(Beginning of Available data)
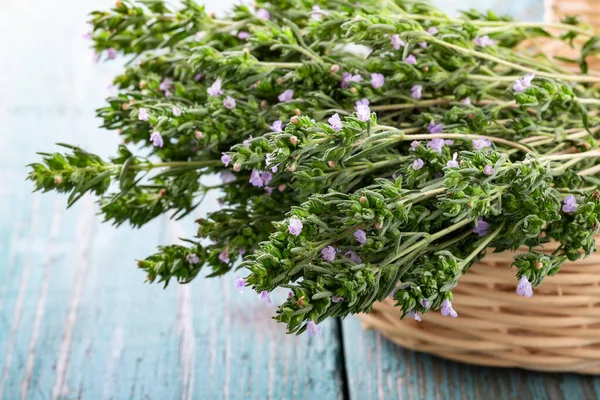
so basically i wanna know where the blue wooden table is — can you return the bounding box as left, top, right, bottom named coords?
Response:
left=1, top=0, right=600, bottom=399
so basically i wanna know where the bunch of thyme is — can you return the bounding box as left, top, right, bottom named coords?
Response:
left=28, top=0, right=600, bottom=335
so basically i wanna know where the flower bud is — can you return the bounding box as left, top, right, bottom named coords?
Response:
left=136, top=260, right=142, bottom=267
left=260, top=100, right=268, bottom=110
left=122, top=103, right=129, bottom=111
left=350, top=87, right=357, bottom=94
left=139, top=80, right=147, bottom=89
left=290, top=116, right=299, bottom=125
left=288, top=164, right=297, bottom=172
left=375, top=222, right=383, bottom=229
left=129, top=99, right=135, bottom=104
left=195, top=131, right=203, bottom=140
left=54, top=176, right=63, bottom=184
left=290, top=136, right=298, bottom=145
left=243, top=48, right=249, bottom=55
left=278, top=184, right=286, bottom=192
left=158, top=189, right=167, bottom=197
left=422, top=66, right=429, bottom=72
left=360, top=196, right=367, bottom=204
left=233, top=162, right=242, bottom=172
left=328, top=161, right=336, bottom=168
left=330, top=64, right=340, bottom=73
left=536, top=262, right=543, bottom=270
left=294, top=108, right=301, bottom=116
left=277, top=78, right=284, bottom=85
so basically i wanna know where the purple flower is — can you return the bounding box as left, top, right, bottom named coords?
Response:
left=427, top=138, right=445, bottom=153
left=239, top=249, right=246, bottom=255
left=311, top=6, right=324, bottom=20
left=82, top=32, right=92, bottom=40
left=172, top=106, right=182, bottom=117
left=475, top=35, right=496, bottom=47
left=355, top=98, right=370, bottom=108
left=447, top=153, right=459, bottom=168
left=328, top=113, right=343, bottom=131
left=428, top=120, right=444, bottom=134
left=420, top=299, right=431, bottom=308
left=341, top=72, right=362, bottom=88
left=412, top=158, right=424, bottom=170
left=195, top=31, right=206, bottom=41
left=516, top=276, right=534, bottom=298
left=405, top=54, right=417, bottom=65
left=221, top=153, right=232, bottom=166
left=107, top=48, right=118, bottom=60
left=411, top=85, right=422, bottom=99
left=419, top=42, right=428, bottom=48
left=344, top=250, right=361, bottom=264
left=219, top=250, right=230, bottom=263
left=391, top=34, right=405, bottom=50
left=186, top=254, right=200, bottom=264
left=427, top=27, right=438, bottom=34
left=306, top=321, right=321, bottom=337
left=410, top=141, right=420, bottom=151
left=332, top=296, right=344, bottom=303
left=138, top=108, right=149, bottom=121
left=278, top=89, right=294, bottom=103
left=407, top=310, right=422, bottom=322
left=356, top=104, right=371, bottom=122
left=194, top=73, right=204, bottom=81
left=220, top=170, right=236, bottom=184
left=462, top=97, right=472, bottom=105
left=237, top=31, right=250, bottom=40
left=249, top=169, right=264, bottom=187
left=223, top=96, right=236, bottom=109
left=472, top=137, right=492, bottom=150
left=256, top=8, right=270, bottom=20
left=235, top=277, right=247, bottom=293
left=483, top=164, right=495, bottom=176
left=150, top=131, right=164, bottom=147
left=472, top=217, right=490, bottom=237
left=513, top=73, right=535, bottom=93
left=440, top=299, right=458, bottom=318
left=259, top=291, right=272, bottom=306
left=261, top=171, right=273, bottom=186
left=159, top=78, right=173, bottom=92
left=370, top=73, right=385, bottom=89
left=354, top=229, right=367, bottom=245
left=207, top=78, right=223, bottom=97
left=271, top=120, right=283, bottom=132
left=322, top=245, right=336, bottom=262
left=288, top=217, right=303, bottom=236
left=265, top=154, right=278, bottom=173
left=445, top=140, right=454, bottom=145
left=562, top=195, right=577, bottom=213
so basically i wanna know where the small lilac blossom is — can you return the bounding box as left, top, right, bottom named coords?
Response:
(End of Available data)
Try it:
Word for word, reproduce all of the data, but keep out the pictures.

Response to this exercise:
so basically i wanna know where the blue wooden table is — can you return the bounding box as left, top, right, bottom named coords?
Response:
left=1, top=0, right=600, bottom=399
so basically i wanna know where the bunch of thyme is — can you return the bounding box as left, top, right, bottom named coords?
Response:
left=28, top=0, right=600, bottom=335
so basically i wanna know where the flower bud is — can you return the bounding box as left, top, right, bottom named coords?
Response:
left=136, top=260, right=142, bottom=267
left=260, top=100, right=268, bottom=110
left=122, top=103, right=129, bottom=111
left=350, top=87, right=357, bottom=94
left=139, top=80, right=147, bottom=89
left=290, top=116, right=299, bottom=125
left=288, top=164, right=297, bottom=172
left=375, top=222, right=383, bottom=229
left=129, top=99, right=135, bottom=104
left=195, top=131, right=203, bottom=140
left=54, top=176, right=63, bottom=184
left=290, top=136, right=298, bottom=145
left=243, top=48, right=249, bottom=55
left=278, top=184, right=286, bottom=192
left=158, top=189, right=167, bottom=197
left=422, top=66, right=429, bottom=72
left=360, top=196, right=367, bottom=204
left=233, top=162, right=242, bottom=172
left=328, top=161, right=336, bottom=168
left=330, top=64, right=340, bottom=73
left=536, top=262, right=543, bottom=270
left=294, top=108, right=301, bottom=116
left=277, top=78, right=284, bottom=85
so basically i wanna know where the purple flower is — can you return the bounding box as left, top, right, bottom named coords?
Response:
left=427, top=138, right=445, bottom=153
left=239, top=249, right=246, bottom=255
left=311, top=6, right=324, bottom=20
left=82, top=32, right=92, bottom=40
left=172, top=106, right=182, bottom=117
left=475, top=35, right=496, bottom=47
left=355, top=98, right=370, bottom=108
left=447, top=153, right=459, bottom=168
left=328, top=113, right=343, bottom=131
left=428, top=120, right=444, bottom=134
left=420, top=299, right=431, bottom=308
left=341, top=72, right=362, bottom=88
left=412, top=158, right=424, bottom=170
left=195, top=31, right=206, bottom=41
left=516, top=276, right=534, bottom=298
left=405, top=54, right=417, bottom=65
left=221, top=153, right=232, bottom=166
left=107, top=48, right=118, bottom=60
left=411, top=85, right=422, bottom=99
left=419, top=42, right=428, bottom=48
left=344, top=250, right=361, bottom=264
left=219, top=250, right=230, bottom=263
left=391, top=34, right=405, bottom=50
left=186, top=254, right=200, bottom=264
left=427, top=27, right=438, bottom=34
left=306, top=321, right=321, bottom=337
left=410, top=141, right=420, bottom=151
left=332, top=296, right=344, bottom=303
left=138, top=108, right=149, bottom=121
left=278, top=89, right=294, bottom=103
left=407, top=310, right=422, bottom=322
left=356, top=104, right=371, bottom=122
left=194, top=73, right=204, bottom=81
left=220, top=170, right=236, bottom=184
left=462, top=97, right=472, bottom=105
left=237, top=31, right=250, bottom=40
left=249, top=169, right=264, bottom=187
left=223, top=96, right=236, bottom=109
left=472, top=137, right=492, bottom=150
left=256, top=8, right=270, bottom=20
left=235, top=277, right=247, bottom=293
left=483, top=164, right=495, bottom=176
left=150, top=131, right=164, bottom=147
left=472, top=217, right=490, bottom=237
left=513, top=73, right=535, bottom=93
left=440, top=299, right=458, bottom=318
left=259, top=291, right=272, bottom=306
left=261, top=171, right=273, bottom=186
left=159, top=78, right=173, bottom=92
left=370, top=73, right=385, bottom=89
left=354, top=229, right=367, bottom=245
left=207, top=78, right=223, bottom=97
left=271, top=120, right=283, bottom=132
left=322, top=245, right=336, bottom=262
left=288, top=217, right=303, bottom=236
left=265, top=154, right=278, bottom=173
left=445, top=140, right=454, bottom=145
left=562, top=195, right=577, bottom=213
so basically i wanna know where the small lilac blossom is — can you return the bounding box as left, top, right, bottom named coords?
Response:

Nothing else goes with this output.